Items for identifying locations:
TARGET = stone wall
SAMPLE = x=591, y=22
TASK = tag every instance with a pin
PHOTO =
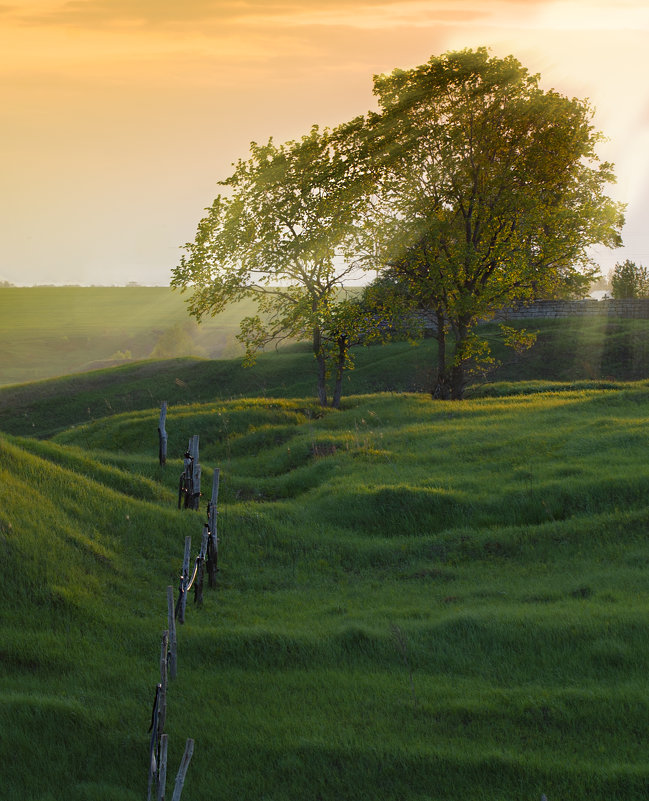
x=633, y=308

Exercise directions -
Copy out every line of the material above, word for word, but leave out the pictures.

Solution -
TARGET = stone wall
SAMPLE = x=591, y=22
TASK = tag every instance with a pin
PHOTO =
x=633, y=308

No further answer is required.